Collect every line of the rows below that contains the string "crown", matching case exactly.

(begin)

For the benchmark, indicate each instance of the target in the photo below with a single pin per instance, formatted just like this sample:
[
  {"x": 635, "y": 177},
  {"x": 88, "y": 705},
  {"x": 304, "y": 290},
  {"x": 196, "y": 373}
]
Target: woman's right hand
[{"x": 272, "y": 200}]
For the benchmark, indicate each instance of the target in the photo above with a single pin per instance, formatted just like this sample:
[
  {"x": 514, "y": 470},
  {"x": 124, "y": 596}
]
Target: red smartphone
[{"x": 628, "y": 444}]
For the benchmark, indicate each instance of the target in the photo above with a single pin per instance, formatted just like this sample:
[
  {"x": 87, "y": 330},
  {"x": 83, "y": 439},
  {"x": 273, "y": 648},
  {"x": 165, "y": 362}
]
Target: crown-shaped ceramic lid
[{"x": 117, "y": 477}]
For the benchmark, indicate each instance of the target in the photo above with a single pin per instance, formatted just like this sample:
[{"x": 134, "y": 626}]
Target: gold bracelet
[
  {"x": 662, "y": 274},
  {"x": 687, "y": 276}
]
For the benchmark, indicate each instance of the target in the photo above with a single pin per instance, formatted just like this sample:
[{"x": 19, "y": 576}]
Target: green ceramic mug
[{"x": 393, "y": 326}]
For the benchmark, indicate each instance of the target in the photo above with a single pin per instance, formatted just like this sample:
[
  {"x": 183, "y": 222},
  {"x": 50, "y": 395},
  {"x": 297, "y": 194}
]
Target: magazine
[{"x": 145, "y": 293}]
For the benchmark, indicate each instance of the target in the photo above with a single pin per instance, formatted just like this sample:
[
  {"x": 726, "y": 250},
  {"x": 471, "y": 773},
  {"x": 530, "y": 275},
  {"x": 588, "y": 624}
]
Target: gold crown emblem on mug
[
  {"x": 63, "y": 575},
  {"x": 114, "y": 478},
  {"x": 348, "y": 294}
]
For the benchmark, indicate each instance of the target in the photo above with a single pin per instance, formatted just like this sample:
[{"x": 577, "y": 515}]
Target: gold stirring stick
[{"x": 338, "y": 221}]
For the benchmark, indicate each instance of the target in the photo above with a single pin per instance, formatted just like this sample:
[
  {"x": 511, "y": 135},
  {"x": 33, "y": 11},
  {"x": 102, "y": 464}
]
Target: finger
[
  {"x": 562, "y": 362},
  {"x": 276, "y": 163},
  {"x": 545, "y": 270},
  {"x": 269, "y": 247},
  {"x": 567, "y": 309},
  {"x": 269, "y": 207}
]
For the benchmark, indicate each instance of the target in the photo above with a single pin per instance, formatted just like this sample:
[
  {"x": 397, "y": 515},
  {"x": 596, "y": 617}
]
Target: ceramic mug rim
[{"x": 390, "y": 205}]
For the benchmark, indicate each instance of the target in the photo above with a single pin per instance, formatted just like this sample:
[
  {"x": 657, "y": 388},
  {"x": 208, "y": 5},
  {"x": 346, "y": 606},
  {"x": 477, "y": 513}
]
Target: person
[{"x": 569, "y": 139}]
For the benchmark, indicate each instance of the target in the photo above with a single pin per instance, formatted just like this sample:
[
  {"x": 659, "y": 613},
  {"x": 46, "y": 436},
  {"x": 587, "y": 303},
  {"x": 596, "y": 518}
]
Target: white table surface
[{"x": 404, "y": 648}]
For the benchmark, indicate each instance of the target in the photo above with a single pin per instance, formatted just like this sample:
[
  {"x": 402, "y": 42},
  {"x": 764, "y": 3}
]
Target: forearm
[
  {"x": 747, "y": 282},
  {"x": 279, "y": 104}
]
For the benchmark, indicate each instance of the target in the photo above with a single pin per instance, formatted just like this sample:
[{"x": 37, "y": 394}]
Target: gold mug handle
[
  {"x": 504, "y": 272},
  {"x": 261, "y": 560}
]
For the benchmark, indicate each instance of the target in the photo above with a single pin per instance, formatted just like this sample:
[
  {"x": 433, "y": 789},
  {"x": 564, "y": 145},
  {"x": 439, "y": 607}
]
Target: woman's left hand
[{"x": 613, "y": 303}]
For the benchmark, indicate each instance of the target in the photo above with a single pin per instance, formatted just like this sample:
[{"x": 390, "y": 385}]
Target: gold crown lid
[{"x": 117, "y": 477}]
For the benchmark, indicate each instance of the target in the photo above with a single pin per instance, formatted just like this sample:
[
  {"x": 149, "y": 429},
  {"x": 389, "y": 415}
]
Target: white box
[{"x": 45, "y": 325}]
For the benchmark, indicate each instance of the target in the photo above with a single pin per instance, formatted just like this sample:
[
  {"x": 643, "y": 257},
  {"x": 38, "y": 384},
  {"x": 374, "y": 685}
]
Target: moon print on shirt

(end)

__The completed task__.
Target: crown-shaped ceramic lid
Target: gold crown emblem on mug
Target: gold crown lid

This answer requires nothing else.